Text zur Analyse ::
━━━━━━━━━━━━━━━━━━━━
Startseite › Foren › Das Radio-Forum › Roots. Mit Wolfgang Doebeling › 17.08.2014 › Re: 17.08.2014
Waterloo SunsetDanke, DJ, für diese schöne Erinnerung.
Es war damals schon klar, dass The Smiths fantastisch sind, Ihre Bedeutung wird einem erst jetzt, Jahrzehnte später, bewusst. Ihr Niveau: Unbeschreiblich. Ein Beispiel: 1984 als A-Seite ‚William, it was really nothing‘, auf der B-Seite ‚How soon is now‘ und ‚Please, please, please let me get what I want‘. Besser geht es nicht. Ärgert mich im Nachhinein nur, dass jetzt alle Leute aus dieser Zeit bhaupten, sie seinen „immer schon“ Fans gewesen. Meine Wahrnehmung war eine andere. Klar, sie hatten von Anfang an eine spürbare Anhängerschar, aber der großen Mehrheit blieben sie verschlossen. Erst mit ‚Panic‘ änderte sich dies.
━━━━━━━━━━━━━━━━━━━━
Zu bearbeitende Aufgaben ::
A) Welcher Titel erschien laut dem Beitrag über The Smiths im Jahr 1984 als A-Seite?
B) Nennen Sie sämtliche Songtitel, die im Beitrag über The Smiths in einfachen Anführungszeichen stehen.
C) Zitieren Sie aus dem Beitrag über The Smiths die Passage von "Startseite › Foren" bis einschließlich "änderte sich dies.".

[Daten zur Objektverortung in natürlicher Sprache]
━━━━━━━━━━━━━━━━━━━━
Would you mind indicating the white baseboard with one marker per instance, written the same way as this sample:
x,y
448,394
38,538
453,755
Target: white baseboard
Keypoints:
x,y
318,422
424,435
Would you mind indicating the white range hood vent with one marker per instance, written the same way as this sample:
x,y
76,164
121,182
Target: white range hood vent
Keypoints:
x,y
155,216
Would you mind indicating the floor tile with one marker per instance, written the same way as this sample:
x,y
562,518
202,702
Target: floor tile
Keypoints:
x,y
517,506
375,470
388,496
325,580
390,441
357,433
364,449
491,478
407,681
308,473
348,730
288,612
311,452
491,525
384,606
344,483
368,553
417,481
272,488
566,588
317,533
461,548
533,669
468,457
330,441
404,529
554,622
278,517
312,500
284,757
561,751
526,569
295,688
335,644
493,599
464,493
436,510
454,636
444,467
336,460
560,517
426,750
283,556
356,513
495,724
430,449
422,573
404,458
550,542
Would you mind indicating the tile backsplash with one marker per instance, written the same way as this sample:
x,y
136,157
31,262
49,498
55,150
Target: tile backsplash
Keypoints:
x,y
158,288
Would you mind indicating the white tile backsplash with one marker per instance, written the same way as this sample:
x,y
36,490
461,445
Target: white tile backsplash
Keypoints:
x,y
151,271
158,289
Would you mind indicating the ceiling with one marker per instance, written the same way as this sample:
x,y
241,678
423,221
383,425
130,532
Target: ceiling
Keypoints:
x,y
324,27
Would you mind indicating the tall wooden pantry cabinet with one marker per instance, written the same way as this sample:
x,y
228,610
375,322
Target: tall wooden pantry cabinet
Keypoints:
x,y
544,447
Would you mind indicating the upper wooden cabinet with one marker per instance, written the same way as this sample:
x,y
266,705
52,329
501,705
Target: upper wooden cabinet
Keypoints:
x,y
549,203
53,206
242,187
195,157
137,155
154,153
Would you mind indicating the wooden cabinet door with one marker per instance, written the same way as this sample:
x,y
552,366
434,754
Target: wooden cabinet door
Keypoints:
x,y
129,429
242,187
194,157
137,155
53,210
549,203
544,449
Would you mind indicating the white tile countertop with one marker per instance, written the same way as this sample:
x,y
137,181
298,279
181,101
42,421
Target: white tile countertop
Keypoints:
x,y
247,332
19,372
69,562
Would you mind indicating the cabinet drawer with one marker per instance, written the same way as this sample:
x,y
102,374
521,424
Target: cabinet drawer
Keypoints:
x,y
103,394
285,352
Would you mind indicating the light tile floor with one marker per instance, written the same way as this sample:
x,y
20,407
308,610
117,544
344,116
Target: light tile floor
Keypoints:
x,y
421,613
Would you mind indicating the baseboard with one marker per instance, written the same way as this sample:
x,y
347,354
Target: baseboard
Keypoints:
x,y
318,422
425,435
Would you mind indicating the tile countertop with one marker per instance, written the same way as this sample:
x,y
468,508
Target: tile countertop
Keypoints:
━━━━━━━━━━━━━━━━━━━━
Lösungen der Aufgaben ::
A) ‚William, it was really nothing‘

B) ‚William, it was really nothing‘, ‚How soon is now‘, ‚Please, please, please let me get what I want‘, ‚Panic‘

C)
Startseite › Foren › Das Radio-Forum › Roots. Mit Wolfgang Doebeling › 17.08.2014 › Re: 17.08.2014
Waterloo SunsetDanke, DJ, für diese schöne Erinnerung.
Es war damals schon klar, dass The Smiths fantastisch sind, Ihre Bedeutung wird einem erst jetzt, Jahrzehnte später, bewusst. Ihr Niveau: Unbeschreiblich. Ein Beispiel: 1984 als A-Seite ‚William, it was really nothing‘, auf der B-Seite ‚How soon is now‘ und ‚Please, please, please let me get what I want‘. Besser geht es nicht. Ärgert mich im Nachhinein nur, dass jetzt alle Leute aus dieser Zeit bhaupten, sie seinen „immer schon“ Fans gewesen. Meine Wahrnehmung war eine andere. Klar, sie hatten von Anfang an eine spürbare Anhängerschar, aber der großen Mehrheit blieben sie verschlossen. Erst mit ‚Panic‘ änderte sich dies.